» ТЕКСТ:
^^^^^^^^
Для прозы О. характерно соединение романтич. элементов с рассудочностью и дидактизмом. Обычаи и нравы светского общества О. изображает резко критически: повести «Катя, или История воспитанницы» (1834), «Свидетель» (1839) и др. В повестях «Княжна Мими» (1834) и «Княжна Зизи» (1839) тема преступной любви трактована с моралистич. позиций, не утрачивая при этом своего романтич. обаяния. Нравств. коллизии привлекают О. и в жизни др. слоёв общества: повести «Сирота» (1838), «Живописец» (1839), «Живой мертвец» (1844), «Мартингал» (1846). В цикле «мистических» повестей «Сильфида» (1837), «Сегелиель, или Дон Кихот XIX столетия» (1838), «Косморама» (1840), «Южный берег Финляндии в начале XVIII столетия», «Саламандра» (обе 1841, в 1844 объединены в повесть в 2 частях «Саламандра») и др., описывающих взаимопроникновение бытовой и вневременной духовной реальности, отразилось увлечение О. алхимией и оккультизмом. О. принадлежат также сказки для детей «Городок в табакерке» (1834), «Мороз Иванович» (1841) и сб. «Сказки и повести для детей дедушки Иринея» (1841).
Итоговое произведение О. – «Русские ночи» (1844), уникальный в жанровом отношении филос. роман в повестях, куда вошли и некоторые из ранее опубликованных сочинений. Построенный как филос. беседа между романтикомшеллингианцем, двумя прагматически мыслящими людьми и «русским Фаустом», воплощающим наиболее близкий автору тип универсального учёного, роман ставит глобальные вопросы о характере и перспективах совр. цивилизации, о трагич. разрыве бытия и сознания, заполняемом новейшими учениями с их иллюзорным систематизмом. В опровержение теорий Т. Р. Мальтуса и И. Бентама написаны центральные в романе повести-антиутопии «Последнее самоубийство» и «Город без имени» (впервые опубл. в 1839). Надежду на спасение и грядущее обновление человечества О. связывал с Россией; своё видение её будущего как всемирной державы О. выразил также в незавершённом романеутопии «4338й год» (два фрагмента опубл. в 1835 и 1840; полностью опубл. в 1926).
^^^^^^^^
» МАТЕРИАЛ:

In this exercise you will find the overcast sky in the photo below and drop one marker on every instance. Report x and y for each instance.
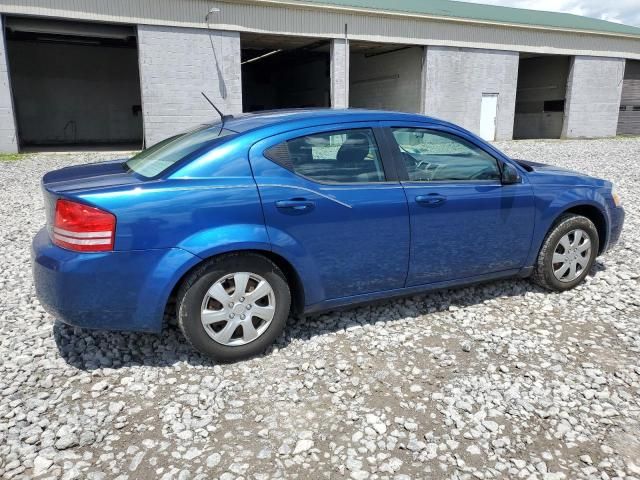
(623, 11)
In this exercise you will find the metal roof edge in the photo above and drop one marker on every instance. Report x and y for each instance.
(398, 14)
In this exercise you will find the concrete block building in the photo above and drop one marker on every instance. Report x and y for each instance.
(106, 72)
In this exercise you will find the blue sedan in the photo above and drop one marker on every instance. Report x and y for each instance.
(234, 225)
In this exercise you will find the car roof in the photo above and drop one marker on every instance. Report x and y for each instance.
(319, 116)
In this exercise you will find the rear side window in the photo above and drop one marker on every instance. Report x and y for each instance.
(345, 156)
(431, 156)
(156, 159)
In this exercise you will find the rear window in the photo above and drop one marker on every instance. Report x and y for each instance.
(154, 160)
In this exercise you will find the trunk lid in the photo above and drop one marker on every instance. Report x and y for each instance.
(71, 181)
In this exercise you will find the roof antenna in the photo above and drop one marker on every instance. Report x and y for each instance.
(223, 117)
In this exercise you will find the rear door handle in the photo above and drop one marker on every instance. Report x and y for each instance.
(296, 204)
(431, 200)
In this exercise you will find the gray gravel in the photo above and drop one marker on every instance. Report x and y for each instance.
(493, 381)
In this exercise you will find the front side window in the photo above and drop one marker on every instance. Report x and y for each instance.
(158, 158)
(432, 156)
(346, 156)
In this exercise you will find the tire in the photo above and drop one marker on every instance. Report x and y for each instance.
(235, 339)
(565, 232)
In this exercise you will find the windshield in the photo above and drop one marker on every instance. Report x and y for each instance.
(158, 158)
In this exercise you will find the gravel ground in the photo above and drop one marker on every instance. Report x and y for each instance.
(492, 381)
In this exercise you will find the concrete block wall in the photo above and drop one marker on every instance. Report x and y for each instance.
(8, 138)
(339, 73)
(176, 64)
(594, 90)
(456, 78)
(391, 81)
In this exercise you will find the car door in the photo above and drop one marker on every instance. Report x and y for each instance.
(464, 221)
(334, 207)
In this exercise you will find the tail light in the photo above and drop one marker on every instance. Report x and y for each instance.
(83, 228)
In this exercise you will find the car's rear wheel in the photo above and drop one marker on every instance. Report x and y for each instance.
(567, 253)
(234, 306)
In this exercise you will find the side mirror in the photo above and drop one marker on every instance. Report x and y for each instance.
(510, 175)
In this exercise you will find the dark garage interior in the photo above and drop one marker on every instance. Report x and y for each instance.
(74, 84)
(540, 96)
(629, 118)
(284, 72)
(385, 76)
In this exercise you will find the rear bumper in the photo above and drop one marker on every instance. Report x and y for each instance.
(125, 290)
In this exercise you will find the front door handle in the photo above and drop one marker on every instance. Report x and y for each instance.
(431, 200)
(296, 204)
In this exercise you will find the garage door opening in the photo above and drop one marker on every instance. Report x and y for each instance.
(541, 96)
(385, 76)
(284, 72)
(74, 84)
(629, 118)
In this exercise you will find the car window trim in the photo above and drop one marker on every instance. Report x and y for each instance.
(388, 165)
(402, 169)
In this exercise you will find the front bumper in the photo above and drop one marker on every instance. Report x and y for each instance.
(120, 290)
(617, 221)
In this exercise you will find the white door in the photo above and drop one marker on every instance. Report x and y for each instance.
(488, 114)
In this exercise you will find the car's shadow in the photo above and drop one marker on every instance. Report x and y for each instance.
^^^^^^^^
» ВЫПОЛНИТЕ ЗАДАНИЯ:
1. Ответьте по тексту о творчестве О. на три вопроса:
(a) В каком году вышли «Русские ночи»?
(b) В какую повесть в 1844 году были объединены «Южный берег Финляндии в начале XVIII столетия» и «Саламандра»?
(c) Чьи теории опровергаются в повестях «Последнее самоубийство» и «Город без имени»?
2. Продолжите текст о творчестве О. после его последнего предложения.
Материал никак не связан с текстом о творчестве О.

» ОТВЕТЫ:
1.
(a) В 1844 году.
(b) В повесть в двух частях «Саламандра».
(c) Теории Т. Р. Мальтуса и И. Бентама.

2.
После издания собрания своих сочинений (ч. 1–3, 1844) О. практически не возвращался к худож. творчеству, занимаясь разносторонней культурнопросветительской деятельностью и популяризацией науч. знаний. В 1843–48 вместе с А. П. Заблоцким-Десятовским выпускал имевшее огромный успех среди крестьян «Сельское чтение» (кн. 1–4), где в увлекат. форме излагались начатки химии, физики, математики, истории и др.
О. – один из основоположников рус. музыкознания, муз. критики и муз. лексикографии. В 1825 дебютировал как муз. критик. Чрезвычайно высоко ценил творчество И. С. Баха, пропагандировал музыку В. А. Моцарта, Л. ван Бетховена, Г. Берлиоза, признавал новаторство Ф. Листа и Р. Вагнера. Из отеч. композиторов выделял М. И. Глинку. Поддержкой О. пользовались А. А. Алябьев, М. А. Балакирев, А. Н. Верстовский, Н. Г. Рубинштейн, А. Н. Серов и др. Одним из первых О. распознал талант Н. А. Римского-Корсакова и П. И. Чайковского.